# Records for this exercise:
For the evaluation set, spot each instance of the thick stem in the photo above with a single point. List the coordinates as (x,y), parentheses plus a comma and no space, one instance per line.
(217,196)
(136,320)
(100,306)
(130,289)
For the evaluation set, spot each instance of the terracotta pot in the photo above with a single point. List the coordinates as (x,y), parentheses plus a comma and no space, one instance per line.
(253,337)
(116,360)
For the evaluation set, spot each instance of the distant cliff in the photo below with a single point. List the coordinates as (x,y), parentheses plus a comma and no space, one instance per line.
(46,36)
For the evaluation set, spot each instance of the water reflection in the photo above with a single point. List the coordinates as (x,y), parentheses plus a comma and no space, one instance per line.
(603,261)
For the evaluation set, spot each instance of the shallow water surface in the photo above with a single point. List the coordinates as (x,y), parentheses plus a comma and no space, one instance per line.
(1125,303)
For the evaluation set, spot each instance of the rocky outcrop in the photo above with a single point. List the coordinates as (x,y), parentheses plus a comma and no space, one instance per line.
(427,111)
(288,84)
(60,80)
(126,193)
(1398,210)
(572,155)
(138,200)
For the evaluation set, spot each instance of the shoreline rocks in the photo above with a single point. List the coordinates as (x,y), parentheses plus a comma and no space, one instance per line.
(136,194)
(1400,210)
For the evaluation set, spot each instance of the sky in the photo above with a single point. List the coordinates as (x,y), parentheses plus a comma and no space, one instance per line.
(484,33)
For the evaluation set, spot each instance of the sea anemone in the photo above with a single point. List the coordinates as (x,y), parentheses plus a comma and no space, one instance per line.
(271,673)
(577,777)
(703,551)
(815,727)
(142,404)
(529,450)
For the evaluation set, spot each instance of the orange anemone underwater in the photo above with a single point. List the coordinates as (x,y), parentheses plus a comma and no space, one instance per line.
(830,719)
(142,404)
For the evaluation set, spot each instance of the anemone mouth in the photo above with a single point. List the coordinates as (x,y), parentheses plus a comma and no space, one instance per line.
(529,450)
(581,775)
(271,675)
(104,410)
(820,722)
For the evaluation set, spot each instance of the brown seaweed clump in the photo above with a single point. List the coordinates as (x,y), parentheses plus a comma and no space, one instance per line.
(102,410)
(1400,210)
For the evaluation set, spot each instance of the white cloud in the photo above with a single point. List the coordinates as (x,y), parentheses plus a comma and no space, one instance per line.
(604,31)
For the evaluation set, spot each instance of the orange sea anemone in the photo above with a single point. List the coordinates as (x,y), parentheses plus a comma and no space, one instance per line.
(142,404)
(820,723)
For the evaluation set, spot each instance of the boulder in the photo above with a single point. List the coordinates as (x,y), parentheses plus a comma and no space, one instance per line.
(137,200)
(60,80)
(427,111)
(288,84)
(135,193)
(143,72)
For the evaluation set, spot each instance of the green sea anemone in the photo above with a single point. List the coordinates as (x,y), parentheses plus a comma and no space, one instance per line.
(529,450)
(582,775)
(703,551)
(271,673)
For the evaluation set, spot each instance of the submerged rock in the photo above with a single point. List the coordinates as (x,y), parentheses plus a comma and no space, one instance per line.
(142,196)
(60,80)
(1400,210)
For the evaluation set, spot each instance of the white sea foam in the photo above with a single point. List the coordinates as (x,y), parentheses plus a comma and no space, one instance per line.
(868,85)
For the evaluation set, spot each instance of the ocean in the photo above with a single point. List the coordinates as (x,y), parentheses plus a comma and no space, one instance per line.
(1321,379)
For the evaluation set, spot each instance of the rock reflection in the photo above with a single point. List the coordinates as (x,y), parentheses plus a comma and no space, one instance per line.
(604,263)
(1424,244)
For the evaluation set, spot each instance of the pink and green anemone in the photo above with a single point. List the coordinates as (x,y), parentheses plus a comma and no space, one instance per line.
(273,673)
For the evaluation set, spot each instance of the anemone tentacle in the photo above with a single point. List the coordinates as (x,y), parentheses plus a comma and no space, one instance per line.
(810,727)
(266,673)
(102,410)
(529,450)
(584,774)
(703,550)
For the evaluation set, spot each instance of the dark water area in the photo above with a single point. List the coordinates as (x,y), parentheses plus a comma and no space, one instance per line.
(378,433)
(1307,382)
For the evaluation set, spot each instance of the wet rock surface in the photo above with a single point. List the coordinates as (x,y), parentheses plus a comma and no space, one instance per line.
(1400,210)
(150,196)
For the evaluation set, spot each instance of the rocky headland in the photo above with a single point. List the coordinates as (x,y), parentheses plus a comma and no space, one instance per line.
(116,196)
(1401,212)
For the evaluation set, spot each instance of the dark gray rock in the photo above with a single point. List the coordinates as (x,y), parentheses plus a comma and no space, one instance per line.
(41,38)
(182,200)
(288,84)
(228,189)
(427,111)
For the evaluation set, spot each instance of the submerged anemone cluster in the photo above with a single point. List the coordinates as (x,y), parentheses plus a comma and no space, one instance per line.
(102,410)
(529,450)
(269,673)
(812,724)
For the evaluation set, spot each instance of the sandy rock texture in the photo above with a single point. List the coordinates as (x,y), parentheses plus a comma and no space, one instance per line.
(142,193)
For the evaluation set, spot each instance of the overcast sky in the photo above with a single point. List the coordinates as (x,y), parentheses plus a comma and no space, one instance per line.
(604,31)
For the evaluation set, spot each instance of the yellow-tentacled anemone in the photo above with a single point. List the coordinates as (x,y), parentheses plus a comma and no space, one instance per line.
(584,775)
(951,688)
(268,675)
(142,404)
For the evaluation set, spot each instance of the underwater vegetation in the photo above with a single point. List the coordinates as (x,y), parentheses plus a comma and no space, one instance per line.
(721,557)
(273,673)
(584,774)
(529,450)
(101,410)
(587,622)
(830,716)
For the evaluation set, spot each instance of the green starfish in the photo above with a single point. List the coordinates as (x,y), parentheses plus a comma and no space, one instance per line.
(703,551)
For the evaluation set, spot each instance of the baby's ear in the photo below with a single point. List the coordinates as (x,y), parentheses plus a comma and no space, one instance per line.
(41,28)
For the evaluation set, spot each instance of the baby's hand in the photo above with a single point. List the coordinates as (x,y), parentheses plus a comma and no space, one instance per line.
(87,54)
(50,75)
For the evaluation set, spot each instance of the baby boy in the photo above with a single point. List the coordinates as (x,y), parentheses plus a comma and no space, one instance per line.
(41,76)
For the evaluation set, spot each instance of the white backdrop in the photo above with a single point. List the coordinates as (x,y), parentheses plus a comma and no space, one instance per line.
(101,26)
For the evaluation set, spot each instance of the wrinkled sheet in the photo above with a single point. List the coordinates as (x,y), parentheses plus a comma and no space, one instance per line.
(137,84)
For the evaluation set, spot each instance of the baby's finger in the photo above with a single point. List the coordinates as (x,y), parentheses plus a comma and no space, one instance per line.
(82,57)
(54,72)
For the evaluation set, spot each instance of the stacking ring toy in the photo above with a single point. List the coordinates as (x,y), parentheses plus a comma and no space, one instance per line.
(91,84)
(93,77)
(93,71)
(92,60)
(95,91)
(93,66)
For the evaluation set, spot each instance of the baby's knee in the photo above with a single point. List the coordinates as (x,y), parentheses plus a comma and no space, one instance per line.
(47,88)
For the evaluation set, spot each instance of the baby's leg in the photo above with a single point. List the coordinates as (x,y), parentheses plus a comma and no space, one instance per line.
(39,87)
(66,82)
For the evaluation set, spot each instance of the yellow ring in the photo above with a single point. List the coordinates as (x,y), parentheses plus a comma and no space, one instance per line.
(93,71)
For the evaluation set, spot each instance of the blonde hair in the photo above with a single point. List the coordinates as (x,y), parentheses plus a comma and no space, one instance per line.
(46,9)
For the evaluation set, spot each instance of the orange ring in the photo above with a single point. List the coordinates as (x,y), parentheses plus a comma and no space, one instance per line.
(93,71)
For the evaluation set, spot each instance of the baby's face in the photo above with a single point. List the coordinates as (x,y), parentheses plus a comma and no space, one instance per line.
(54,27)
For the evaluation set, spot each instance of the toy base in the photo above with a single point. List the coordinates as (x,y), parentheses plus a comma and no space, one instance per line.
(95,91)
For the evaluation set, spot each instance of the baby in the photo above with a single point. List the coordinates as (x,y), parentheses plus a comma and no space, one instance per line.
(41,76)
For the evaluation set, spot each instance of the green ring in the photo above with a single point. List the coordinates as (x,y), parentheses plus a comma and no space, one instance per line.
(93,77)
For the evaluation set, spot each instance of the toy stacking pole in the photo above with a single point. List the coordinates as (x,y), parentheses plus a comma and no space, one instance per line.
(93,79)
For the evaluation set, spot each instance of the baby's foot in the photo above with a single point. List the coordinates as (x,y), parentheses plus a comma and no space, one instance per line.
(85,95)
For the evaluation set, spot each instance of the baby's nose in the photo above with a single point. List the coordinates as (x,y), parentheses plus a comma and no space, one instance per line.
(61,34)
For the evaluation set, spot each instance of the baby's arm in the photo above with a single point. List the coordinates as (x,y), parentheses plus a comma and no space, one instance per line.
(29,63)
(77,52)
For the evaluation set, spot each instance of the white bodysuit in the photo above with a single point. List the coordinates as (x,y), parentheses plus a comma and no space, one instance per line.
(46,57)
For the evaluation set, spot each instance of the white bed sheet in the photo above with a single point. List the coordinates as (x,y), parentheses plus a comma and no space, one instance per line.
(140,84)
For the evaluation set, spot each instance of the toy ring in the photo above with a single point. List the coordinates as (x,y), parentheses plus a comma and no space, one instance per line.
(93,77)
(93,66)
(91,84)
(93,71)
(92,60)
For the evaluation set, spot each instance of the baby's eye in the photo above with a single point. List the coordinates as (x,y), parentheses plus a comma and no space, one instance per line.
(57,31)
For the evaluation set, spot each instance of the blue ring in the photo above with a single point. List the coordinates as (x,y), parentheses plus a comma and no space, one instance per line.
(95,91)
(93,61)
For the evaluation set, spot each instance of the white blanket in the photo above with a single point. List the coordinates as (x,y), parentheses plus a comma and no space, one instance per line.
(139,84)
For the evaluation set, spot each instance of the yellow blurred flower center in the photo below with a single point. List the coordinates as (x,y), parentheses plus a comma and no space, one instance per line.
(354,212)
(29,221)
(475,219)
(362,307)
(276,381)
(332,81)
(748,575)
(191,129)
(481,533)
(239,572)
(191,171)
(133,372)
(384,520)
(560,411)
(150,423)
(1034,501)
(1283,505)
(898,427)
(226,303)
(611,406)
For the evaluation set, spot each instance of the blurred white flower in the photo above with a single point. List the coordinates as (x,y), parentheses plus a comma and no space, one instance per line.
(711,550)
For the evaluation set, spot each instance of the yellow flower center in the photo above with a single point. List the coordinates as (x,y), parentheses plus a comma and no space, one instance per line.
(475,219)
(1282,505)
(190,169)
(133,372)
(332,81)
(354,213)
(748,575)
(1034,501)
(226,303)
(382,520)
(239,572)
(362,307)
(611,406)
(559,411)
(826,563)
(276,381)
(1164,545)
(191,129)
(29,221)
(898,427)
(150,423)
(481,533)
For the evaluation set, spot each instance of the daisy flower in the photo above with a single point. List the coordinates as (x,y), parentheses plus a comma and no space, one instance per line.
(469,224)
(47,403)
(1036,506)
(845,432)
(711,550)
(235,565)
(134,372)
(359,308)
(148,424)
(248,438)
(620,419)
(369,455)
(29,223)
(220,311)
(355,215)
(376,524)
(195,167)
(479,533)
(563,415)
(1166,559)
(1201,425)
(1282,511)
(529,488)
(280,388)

# Requirements:
Take the lines from the one containing "For the evaluation set, spot each instance of the daisy" to the last line of the material above and write them out exactly.

# Completed task:
For the evaluation set, spot each instance of the daisy flower in the photo above with a single point. List the coordinates as (x,y), parentheses plus a comma and no space, one instance per line.
(469,224)
(47,403)
(1036,506)
(845,432)
(711,550)
(235,565)
(134,372)
(359,308)
(148,424)
(248,438)
(620,419)
(369,455)
(29,223)
(220,311)
(355,215)
(376,524)
(195,167)
(479,533)
(563,415)
(1166,559)
(1201,425)
(1282,511)
(529,488)
(280,388)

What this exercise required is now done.